+++ EXTRACTED TEXT

# Buying new bay boat



## outdoor 1 (Jan 23, 2015)

Buying bay boat 20ft / 150 HP suggestions?


----------



## DawnsKayBug (Jul 24, 2013)

Sea Hunt XP


----------



## pappastratos (Oct 9, 2007)

where will you fish ? I turned down a couple of nice tunnel hulls. When I bought mine I lived in Birmingham, Now I fish in weeks bay, mobile bay, lots of areas are 2-3' deep. Wish I had got a tunnel hull now! Makos are a good deal, , go by bass pro & look at them, I have a seapro bay, they are good if you can find one. They are a little deeper than a normal bay boat, this is good if you fish in the ocean too.


----------



## tkh329 (Mar 14, 2012)

Where do you plan on fishing? Will it be a family boat? Any requirements? Ever plan to go offshore on the nice days? Give us a little more information. 


Sent from my iPhone using Tapatalk


----------



## redheadflyer (Nov 11, 2011)

Take a look at Bulls Bay. I heard they bought the Sea Pro molds. I've had two Sea Pro SV2100CC and they are a lot of boat for the money. Hoping Bulls Bay is the same.


----------



## MrFish (Aug 21, 2009)

Yep, not enough info.


----------



## 60hertz (Oct 1, 2007)

Garbo has a nice Scout for sale.


----------



## pappastratos (Oct 9, 2007)

redheadflyer said:


> Take a look at Bulls Bay. I heard they bought the Sea Pro molds. *I've had two Sea Pro SV2100CC and they are a lot of boat for the money.* Hoping Bulls Bay is the same.


Good suggestion. I have seen several nice ones on craigslist. I have a sv1900, nice dry ride. Stable too, I took a 4' wave over the bow it was even stable with 6" of water in the bottom, all drained out thru the scuppers in about 2 or 3 minutes.

++++++
+++ SUPPLIED ENTRIES

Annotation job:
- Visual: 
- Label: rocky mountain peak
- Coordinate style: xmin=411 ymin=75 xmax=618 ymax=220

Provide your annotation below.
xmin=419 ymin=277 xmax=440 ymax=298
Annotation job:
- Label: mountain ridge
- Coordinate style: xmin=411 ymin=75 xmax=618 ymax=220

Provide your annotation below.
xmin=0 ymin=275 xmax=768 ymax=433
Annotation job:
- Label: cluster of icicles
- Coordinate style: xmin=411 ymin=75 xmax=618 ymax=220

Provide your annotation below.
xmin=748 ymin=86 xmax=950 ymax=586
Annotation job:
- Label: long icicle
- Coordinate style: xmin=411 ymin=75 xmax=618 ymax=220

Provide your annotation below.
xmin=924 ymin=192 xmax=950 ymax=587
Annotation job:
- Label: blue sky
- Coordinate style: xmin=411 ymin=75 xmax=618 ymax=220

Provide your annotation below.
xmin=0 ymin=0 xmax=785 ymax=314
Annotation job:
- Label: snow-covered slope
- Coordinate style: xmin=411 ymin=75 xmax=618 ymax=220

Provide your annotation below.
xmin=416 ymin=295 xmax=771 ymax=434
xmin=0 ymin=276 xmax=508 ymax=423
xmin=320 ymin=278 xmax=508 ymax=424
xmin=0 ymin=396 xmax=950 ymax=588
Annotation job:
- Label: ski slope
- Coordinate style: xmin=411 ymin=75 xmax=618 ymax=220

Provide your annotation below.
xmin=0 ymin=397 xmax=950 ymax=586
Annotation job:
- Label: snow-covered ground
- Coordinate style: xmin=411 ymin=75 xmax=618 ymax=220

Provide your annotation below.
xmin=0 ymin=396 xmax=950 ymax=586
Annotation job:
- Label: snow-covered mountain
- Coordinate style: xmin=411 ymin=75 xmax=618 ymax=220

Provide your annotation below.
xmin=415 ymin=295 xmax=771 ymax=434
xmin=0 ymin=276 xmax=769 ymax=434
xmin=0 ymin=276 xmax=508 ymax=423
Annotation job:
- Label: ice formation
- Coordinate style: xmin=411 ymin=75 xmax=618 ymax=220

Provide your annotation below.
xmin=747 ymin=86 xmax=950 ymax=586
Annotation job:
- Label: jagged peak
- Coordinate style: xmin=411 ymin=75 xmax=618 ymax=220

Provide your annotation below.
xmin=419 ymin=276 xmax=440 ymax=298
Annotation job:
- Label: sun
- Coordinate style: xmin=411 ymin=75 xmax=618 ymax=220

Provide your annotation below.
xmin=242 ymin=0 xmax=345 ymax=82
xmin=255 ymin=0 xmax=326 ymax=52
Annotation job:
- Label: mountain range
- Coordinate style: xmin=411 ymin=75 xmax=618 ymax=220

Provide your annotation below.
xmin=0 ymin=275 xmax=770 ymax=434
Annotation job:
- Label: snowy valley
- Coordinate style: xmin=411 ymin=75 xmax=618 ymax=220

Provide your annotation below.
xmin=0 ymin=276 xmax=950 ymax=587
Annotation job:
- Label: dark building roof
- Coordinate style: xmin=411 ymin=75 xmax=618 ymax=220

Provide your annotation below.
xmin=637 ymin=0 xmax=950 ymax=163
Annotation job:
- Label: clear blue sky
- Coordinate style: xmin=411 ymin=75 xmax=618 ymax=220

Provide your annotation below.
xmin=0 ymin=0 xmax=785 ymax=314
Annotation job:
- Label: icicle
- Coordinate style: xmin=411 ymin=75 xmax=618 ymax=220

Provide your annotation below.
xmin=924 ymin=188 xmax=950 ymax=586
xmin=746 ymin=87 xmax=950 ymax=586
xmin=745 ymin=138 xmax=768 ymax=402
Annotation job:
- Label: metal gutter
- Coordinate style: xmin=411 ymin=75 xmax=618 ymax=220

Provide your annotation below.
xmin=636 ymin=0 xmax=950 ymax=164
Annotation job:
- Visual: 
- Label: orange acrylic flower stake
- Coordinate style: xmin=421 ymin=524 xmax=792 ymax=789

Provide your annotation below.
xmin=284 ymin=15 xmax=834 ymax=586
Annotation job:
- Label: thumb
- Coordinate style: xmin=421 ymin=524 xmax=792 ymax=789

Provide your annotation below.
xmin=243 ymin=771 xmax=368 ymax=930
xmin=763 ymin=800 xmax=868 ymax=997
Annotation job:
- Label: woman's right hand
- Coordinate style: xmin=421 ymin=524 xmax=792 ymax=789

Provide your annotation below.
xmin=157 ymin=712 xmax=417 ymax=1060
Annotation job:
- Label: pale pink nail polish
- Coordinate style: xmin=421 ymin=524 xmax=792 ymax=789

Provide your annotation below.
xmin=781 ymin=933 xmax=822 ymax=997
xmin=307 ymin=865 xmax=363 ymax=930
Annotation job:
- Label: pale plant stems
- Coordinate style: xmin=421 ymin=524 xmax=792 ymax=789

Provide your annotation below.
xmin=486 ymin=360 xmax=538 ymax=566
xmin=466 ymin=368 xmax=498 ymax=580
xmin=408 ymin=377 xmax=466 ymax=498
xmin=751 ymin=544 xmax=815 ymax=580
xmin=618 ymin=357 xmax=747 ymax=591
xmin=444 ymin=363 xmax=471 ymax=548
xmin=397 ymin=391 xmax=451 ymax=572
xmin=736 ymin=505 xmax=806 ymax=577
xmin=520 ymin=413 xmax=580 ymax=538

++++++

STATED PROBLEM: From the bay boat thread, repeat word for word the stretch that starts with the words containing "where will you" and finishes with "the ocean too.".

RESPONSE TO THE EXERCISE:
where will you fish ? I turned down a couple of nice tunnel hulls. When I bought mine I lived in Birmingham, Now I fish in weeks bay, mobile bay, lots of areas are 2-3' deep. Wish I had got a tunnel hull now! Makos are a good deal, , go by bass pro & look at them, I have a seapro bay, they are good if you can find one. They are a little deeper than a normal bay boat, this is good if you fish in the ocean too.